Passage provided:
* * *
The Bill requires all employers of over 100 employees to report against ‘gender equality indicators’. Debate on a number of aspects of the Bill is expected in the Senate.

Now is therefore an ideal time for employers to reassess their current reporting processes, and to consider how to measure their organisation’s progress against the new gender equality indicators proposed in the Bill.

Background
 
As highlighted in our [Freehills] update on 15 March 2012, the Federal Government tabled amendments to the Equal Opportunity for Women in the Workplace Act 1999 (the Act) in the Equal Opportunity for Women in the Workplace Amendment Bill 2012 (the Bill) in early March this year.
 
The Bill was passed by the House of Representatives on 18 June 2012 and is now awaiting consideration by the Senate after a report examining the Bill was released by the Senate Education, Employment and Workplace Relations Committee (the Committee) on 10 May 2012. (Refer to: Freehills article ASX diversity reporting requirements.)
 
What does the Bill propose?
 
One of the proposed amendments to the Act is the requirement for employers with over 100 employees to report annually against ‘gender equality indicators’ from March 2013. The new reporting framework urges employers to report on tangible outcomes and practices for gender diversity in the workplace rather than the policies and practices employers already have in place.

The new gender diversity reporting framework proposed by the Bill will complement the existing Australian Securities Exchange recommendations on gender diversity for listed companies. A copy of the Committee’s report can be found online.
 
These recommendations require companies to establish a diversity policy that includes measurable objectives towards gender equality in the workplace and the progress in achieving those objectives.

Industry groups are also lobbying for improvement of gender diversity on company boards. The Australian Council of Superannuation Investors (ACSI) has recently commented that the gender diversity record of Australian company boards needs significant improvement. To this end, ACSI is committed to monitoring gender diversity policies across ASX200 companies. (See: ASCI media release Women on Boards — not there yet.) 

ACSI has also set itself a target of having at least two female directors on every ASX200 board by 2014.

The Business Council of Australia (BCA) and the Australian Institute of Company Directors (AICD) have also recognised that that the levels of women on company boards and in senior management positions are disproportionately low. In 2010, BCA implemented a mentoring program to assist women employed by BCA member companies to rise up the corporate ladder. AICD is also committed to increasing board diversity, both in the short and long term, by conducting mentoring and scholarship programs aimed at helping women achieve greater representation on company boards and in senior management positions.

Key issues in the Bill
 
The Bill’s requirement that employers report against ‘gender equality indicators’ and the way the government proposes these indicators be set (by regulation), has been the subject of controversy.
* * *
Information provided:
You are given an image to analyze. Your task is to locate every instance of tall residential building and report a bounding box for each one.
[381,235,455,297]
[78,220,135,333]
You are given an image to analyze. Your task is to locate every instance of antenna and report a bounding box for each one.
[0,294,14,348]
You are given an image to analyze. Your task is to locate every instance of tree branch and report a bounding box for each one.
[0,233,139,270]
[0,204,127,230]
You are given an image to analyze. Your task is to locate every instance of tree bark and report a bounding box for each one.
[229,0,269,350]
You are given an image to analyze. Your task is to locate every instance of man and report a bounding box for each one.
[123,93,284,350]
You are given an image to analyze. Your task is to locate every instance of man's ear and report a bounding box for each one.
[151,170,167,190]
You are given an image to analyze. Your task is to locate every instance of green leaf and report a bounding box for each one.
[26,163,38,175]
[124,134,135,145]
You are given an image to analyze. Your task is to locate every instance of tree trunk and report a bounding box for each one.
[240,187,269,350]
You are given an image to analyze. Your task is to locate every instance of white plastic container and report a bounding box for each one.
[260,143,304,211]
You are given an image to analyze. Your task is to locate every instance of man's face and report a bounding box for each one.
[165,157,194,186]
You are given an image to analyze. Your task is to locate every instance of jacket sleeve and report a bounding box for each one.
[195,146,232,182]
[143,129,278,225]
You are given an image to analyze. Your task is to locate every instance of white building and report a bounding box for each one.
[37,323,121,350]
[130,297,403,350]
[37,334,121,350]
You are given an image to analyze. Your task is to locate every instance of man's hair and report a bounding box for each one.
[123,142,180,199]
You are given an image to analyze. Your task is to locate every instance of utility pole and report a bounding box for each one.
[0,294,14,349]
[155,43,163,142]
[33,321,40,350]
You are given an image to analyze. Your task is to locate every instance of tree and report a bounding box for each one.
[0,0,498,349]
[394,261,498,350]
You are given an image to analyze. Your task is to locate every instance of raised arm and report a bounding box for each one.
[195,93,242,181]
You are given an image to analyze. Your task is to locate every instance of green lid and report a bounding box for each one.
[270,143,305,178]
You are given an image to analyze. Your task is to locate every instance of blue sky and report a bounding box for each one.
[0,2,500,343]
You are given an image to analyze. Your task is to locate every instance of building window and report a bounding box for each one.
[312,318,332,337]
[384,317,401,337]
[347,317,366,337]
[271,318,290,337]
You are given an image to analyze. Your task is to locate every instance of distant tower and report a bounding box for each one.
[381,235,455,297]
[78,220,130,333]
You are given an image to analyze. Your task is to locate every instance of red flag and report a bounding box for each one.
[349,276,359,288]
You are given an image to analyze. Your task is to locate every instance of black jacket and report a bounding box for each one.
* * *
What you will do:
[1] In the passage on the workplace gender equality bill, list every short form introduced in parentheses, each paired with the full name it stands for.
[2] Carry the passage on the workplace gender equality bill forward from its final sentence.
The material is separate from the passage on the workplace gender equality bill and has no connection to it.

Answers to the exercises:
[1]
- the Act: Equal Opportunity for Women in the Workplace Act 1999
- the Bill: Equal Opportunity for Women in the Workplace Amendment Bill 2012
- the Committee: Senate Education, Employment and Workplace Relations Committee
- ACSI: Australian Council of Superannuation Investors
- BCA: Business Council of Australia
- AICD: Australian Institute of Company Directors

[2]
Some of the key issues that arose in relation to the reporting requirements in the House of Representatives and in the Committee’s report include:
  • the Bill’s impact on business and the additional red tape and bureaucracy it places on employers
  • the penalties imposed on employers who do not comply with reporting requirements — these penalties include publicly ‘naming and shaming’ employers who do not report
  • an overall absence of certainty and clarity in the Bill — Coalition Senators have commented that important aspects of the Bill are reliant on regulations and Ministerial directives yet to be drafted. This could leave the Minister with an unlimited discretion to define key features of the Bill without legislative constraint. One of the key concerns of the Coalition is that the Minister’s discretion could eventually lead to the reporting framework being extended to businesses with fewer than 100 employees.
These key issues will be debated in the Senate over the coming months.

Implications for employers
 
If the Bill becomes law, employers will be required to prepare a public gender diversity report for the reporting period 1 April 2012 to 31 March 2013.

Employers need to further develop their thinking about gender diversity and also focus on how they might measure their organisation’s progress against the proposed gender equality indicators. The gender equality indicators are defined in the Bill to include:
  • gender composition of the workforce
  • gender composition of governing bodies of relevant employers
  • equal remuneration between men and women
  • availability and utility of employment terms, conditions and practices relating to flexible working arrangements for employees and to working arrangements supporting employees with family or caring responsibilities
  • consultation with employees on issues concerning gender equality in the workplace.
Further indicators may be specified by legislative instrument.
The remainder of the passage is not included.